**Work required:**
Line by line, copy the material that follows without leaving anything out.

**Given data:**
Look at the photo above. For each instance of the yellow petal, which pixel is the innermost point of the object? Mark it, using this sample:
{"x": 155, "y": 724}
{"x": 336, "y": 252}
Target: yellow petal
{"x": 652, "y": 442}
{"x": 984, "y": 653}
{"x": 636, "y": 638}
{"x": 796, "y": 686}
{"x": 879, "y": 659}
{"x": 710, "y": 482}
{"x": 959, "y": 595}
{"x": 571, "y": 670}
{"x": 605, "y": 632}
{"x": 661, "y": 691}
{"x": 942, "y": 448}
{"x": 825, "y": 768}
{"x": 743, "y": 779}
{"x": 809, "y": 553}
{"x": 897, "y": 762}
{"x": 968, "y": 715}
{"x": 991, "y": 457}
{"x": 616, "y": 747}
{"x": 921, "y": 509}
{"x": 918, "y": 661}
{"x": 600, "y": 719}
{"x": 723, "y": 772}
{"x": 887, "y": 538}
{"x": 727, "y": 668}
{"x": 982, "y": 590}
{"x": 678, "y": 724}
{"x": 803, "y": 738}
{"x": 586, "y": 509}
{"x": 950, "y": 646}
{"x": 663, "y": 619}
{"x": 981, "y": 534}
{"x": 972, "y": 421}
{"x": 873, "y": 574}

**Exercise result:**
Look at the photo above. For each instance of the yellow petal, which pixel is the innermost point of the object? Mark it, using this sample:
{"x": 155, "y": 724}
{"x": 336, "y": 252}
Target: yellow petal
{"x": 652, "y": 442}
{"x": 984, "y": 653}
{"x": 636, "y": 638}
{"x": 796, "y": 686}
{"x": 879, "y": 659}
{"x": 710, "y": 482}
{"x": 959, "y": 595}
{"x": 571, "y": 670}
{"x": 605, "y": 632}
{"x": 661, "y": 691}
{"x": 942, "y": 448}
{"x": 825, "y": 768}
{"x": 743, "y": 779}
{"x": 809, "y": 553}
{"x": 897, "y": 762}
{"x": 968, "y": 715}
{"x": 991, "y": 457}
{"x": 616, "y": 747}
{"x": 921, "y": 509}
{"x": 918, "y": 661}
{"x": 600, "y": 719}
{"x": 723, "y": 772}
{"x": 887, "y": 538}
{"x": 727, "y": 668}
{"x": 982, "y": 590}
{"x": 678, "y": 724}
{"x": 803, "y": 738}
{"x": 586, "y": 509}
{"x": 950, "y": 646}
{"x": 663, "y": 619}
{"x": 981, "y": 534}
{"x": 972, "y": 421}
{"x": 873, "y": 574}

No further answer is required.